TÂCHE DEMANDÉE 1: D'après le texte sur Bakounine, en quelle année a paru son avant-propos à une traduction de textes de Hegel ?
TÂCHE DEMANDÉE 2: Rédigez la suite du texte sur la jeunesse de Bakounine, à partir de sa dernière phrase.

EXTRAIT DU TEXTE:
Petit, Bakounine était-il de droite?
Les lecteurs de ce blog ne peuvent plus l’ignorer, Bakounine n’a pas toujours été anarchiste: démocrate révolutionnaire dans les années 1840, puis partisan de l’émancipation des Slaves d’Europe centrale, il ne s’est converti au socialisme libertaire et à l’anarchisme qu’à partir de 1864 – voire plus tard si l’on considère qu’il ne se déclare lui-même anarchiste qu’à partir de 1867.
Mais tout cela laisse dans l’ombre le fait que Bakounine n’a pas nécessairement toujours été révolutionnaire, en particulier lors de sa jeunesse en Russie. On dispose à ce sujet d’un texte de 1838, publié en guise d’avant-propos à une traduction de textes de Hegel, et dans lequel Bakounine semble exprimer des positions conservatrices. C’est du moins ainsi qu’il me semblait que tous les commentateurs interprétaient ce texte, jusqu’à ce que je découvre ce qu’en disait l’excellent livre de Paul McLaughlin, Bakunin – The Philosophical Basis of His Anarchism, New York, Algora, 2002, p. 68-69, lequel s’appuie lui-même sur un article de Martine Del Giudice, “Bakunin’s Preface to Hegel’s Gymnasium Lectures: The Problem of Alienation and the Reconciliation with Reality”, article paru dans la revue Canadian-American Slavic Studies, n° XVI (1982).
Le texte de Bakounine en question est un avant-propos du traducteur à des textes que Hegel avaient prononcés à différentes occasions académiques et que l’on connaît sous le titre Discours au lycée (on les trouve en traduction française dans les Textes pédagogiques traduits par Bernard Bourgeois chez Vrin). Ce qui n’a pas manqué d’étonner les lecteurs de ce texte (moi le premier), c’est que Bakounine y interprète d’une manière, semble-t-il, assez brutale la fameuse déclaration hégélienne (tirée de la préface des Principes de la philosophie du droit) selon laquelle ce qui est effectivement réel est rationnel, et ce qui est rationnel est effectivement réel. Il va en effet jusqu’à en déduire que la réalité de la Russie de son temps, pourtant marquée par la réaction la plus sévère, est intégralement rationnelle et qu’on doit à ce titre la célébrer. Les commentateurs ne manquent pas de considérer en général qu’il s’agit là d’une affirmation conservatrice, à laquelle Bakounine est conduit par une interprétation grossière de la formule de Hegel, et ils en déduisent alors que Bakounine était à cette époque un tantinet réactionnaire.

DONNÉES BRUTES:
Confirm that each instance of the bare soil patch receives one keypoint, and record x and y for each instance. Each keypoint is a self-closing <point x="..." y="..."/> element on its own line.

RÉPONSE ATTENDUE 1: En 1838.

RÉPONSE ATTENDUE 2:
On trouve pourtant dans l’article mentionné, et dont les conclusions sont reprises à son compte par Paul McLaughlin une remise en cause assez stimulante de cette lecture – ce qui ne signifie pas pour autant que je la trouve convaincante. Que dit au juste Bakounine dans ce texte de 1838? Sa principale préoccupation semble être de défendre l’activité philosophique (pour des raisons politiques, on n’enseigne plus la philosophie à l’Université à cette époque en Russie). Ce qui a retenu l’attention des commentateurs, c’est l’appel lancé par Bakounine à une réconciliation avec la réalité russe. Mais une grande partie de l’article est en fait consacrée à montrer la supériorité de la philosophie allemande, en tant qu’elle permet une telle réconciliation, sur la philosophie française, dénoncée comme facteur de dissolution de l’ordre social et comme productrice d’anarchie.
Martine Del Giudice commente essentiellement la première déclaration, et cherche à montrer que l’interpréter dans un sens conservateur, c’est commettre une erreur contre laquelle Hegel avait mis en garde ses lecteurs, et que Bakounine ne commet pas, à savoir que ce qui est wirklich n’est pas nécessairement toute la réalité, dans sa contingence la plus immédiate – de sorte que la phrase de Hegel peut se comprendre comme un appel à rationaliser le réel (à l’élever à l’effectivité), et à rendre réel ce qui est rationnel (le rationnel, pour être intégralement rationnel, devant s’effectuer). Et elle cite, à raison, une lettre de Bakounine, à peu près contemporaine de la rédaction du texte en question (mars 1838) dans laquelle Mikhaïl Alexandrovitch explique à ses sœurs qu’il ne faut pas confondre ce que Hegel appelle Wirklichkeit (la réalité effective, traduit-on désormais en français) avec la réalité banale, contingente, immédiate. Un an plus tard, dans une lettre à Stankevitch, Bakounine reprendra ces déclarations, en dénonçant cette fois l’interprétation que donne Belinski de l’adage hégélien.
Peut-on pour autant en déduire que le Bakounine de cette époque n’est pas conservateur et qu’il cherche davantage à transformer la réalité russe qu’à la sanctifier? Le problème est à mon avis que l’on considère un peu rapidement qu’il y a synonymie entre l’ébauche de projet éducatif décrit par Bakounine dans ce texte et une volonté de transformation libérale, démocratique ou révolutionnaire de la société russe.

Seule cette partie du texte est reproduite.